- Dataset excerpts -

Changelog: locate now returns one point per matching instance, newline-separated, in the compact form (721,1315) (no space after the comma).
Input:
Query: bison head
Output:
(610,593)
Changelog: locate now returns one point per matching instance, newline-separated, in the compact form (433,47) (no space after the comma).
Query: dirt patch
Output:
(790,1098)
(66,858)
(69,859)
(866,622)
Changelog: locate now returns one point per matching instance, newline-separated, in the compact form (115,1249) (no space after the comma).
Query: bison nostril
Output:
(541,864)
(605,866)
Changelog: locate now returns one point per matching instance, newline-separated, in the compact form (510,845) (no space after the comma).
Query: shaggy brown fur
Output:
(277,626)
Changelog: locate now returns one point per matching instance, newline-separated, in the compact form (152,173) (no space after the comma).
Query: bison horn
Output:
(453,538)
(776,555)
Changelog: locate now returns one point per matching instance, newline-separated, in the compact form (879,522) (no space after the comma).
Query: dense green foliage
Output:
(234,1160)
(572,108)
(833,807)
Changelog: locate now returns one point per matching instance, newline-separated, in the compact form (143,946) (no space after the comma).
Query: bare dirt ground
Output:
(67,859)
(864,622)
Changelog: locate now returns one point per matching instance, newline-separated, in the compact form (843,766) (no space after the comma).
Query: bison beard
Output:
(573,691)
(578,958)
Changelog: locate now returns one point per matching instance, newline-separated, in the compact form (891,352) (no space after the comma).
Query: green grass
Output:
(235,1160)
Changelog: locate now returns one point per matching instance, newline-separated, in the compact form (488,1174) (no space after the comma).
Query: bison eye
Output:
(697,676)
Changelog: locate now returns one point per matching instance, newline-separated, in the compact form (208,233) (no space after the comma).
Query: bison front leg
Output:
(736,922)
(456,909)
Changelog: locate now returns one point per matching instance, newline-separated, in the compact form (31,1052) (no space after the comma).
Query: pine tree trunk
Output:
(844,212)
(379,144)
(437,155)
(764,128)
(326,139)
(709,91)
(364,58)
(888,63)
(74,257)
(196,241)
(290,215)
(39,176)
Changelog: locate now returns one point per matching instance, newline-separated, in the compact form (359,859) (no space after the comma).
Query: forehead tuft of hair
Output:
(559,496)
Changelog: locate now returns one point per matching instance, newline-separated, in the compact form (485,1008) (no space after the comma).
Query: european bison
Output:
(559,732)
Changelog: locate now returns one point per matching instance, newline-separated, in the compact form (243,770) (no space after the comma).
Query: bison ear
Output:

- Work required -
Write out the material from the first line to the last, exactly.

- Exercise answer -
Changelog: locate now returns one point per matching instance, newline-separated, in the compact form (721,1315) (no space after the comma).
Input:
Query: bison head
Output:
(610,593)
Changelog: locate now returns one point per matching instance, newline-separated, in the compact form (433,47) (no space after the comma).
Query: dirt patch
Output:
(790,1098)
(66,858)
(69,859)
(866,622)
Changelog: locate now returns one point per matching instance, newline-separated, in the compact form (115,1249) (no space after the comma).
Query: bison nostril
Output:
(541,864)
(605,866)
Changelog: locate now returns one point per matching instance, newline-separated, in the compact form (510,845) (no space after the comma).
Query: shaggy brown fur
Output:
(277,626)
Changelog: locate now returns one point per matching instance, newline-separated, in the compact form (152,173) (no space after the comma).
Query: bison horn
Output:
(453,538)
(776,555)
Changelog: locate now returns one point per matching instance, newline-separated, in the compact form (879,522) (no space after the comma).
Query: dense green foliage
Output:
(234,1160)
(572,108)
(833,807)
Changelog: locate now returns one point per matching instance, newline-separated, in the compact form (143,946) (no space after the comma).
Query: bare dirt ground
Output:
(67,859)
(864,622)
Changelog: locate now returns one point per matching instance, newline-separated, in the compact form (843,766) (no space after the comma).
Query: bison beard
Output:
(573,691)
(578,958)
Changelog: locate now returns one point per matching instance, newline-separated, in the compact form (891,352) (no space after the comma).
Query: green grass
Output:
(235,1160)
Changelog: locate now returns one point per matching instance, newline-separated, in the compact form (488,1174) (no space after the comma).
Query: bison eye
Output:
(697,676)
Changelog: locate now returns one point per matching instance, newline-separated, in the compact form (208,233) (no space after the comma).
Query: bison front leg
Output:
(736,922)
(456,909)
Changelog: locate now returns one point per matching instance, newline-separated, in the compact form (31,1052) (no space after the comma).
Query: pine tree trunk
Output:
(844,212)
(379,144)
(437,155)
(764,128)
(326,139)
(709,91)
(364,58)
(888,63)
(74,257)
(196,241)
(290,215)
(39,176)
Changelog: locate now returns one point per matching instance, newline-separated, in the compact form (359,859) (no space after the comma).
Query: forehead tuft of hair
Output:
(559,496)
Changelog: locate now returns one point per matching instance, newline-separated, in the compact form (485,1008) (no space after the comma).
Query: european bison
Output:
(559,732)
Changelog: locate now returns one point per matching instance, newline-separated, in the compact form (243,770) (no space after the comma).
Query: bison ear
Output:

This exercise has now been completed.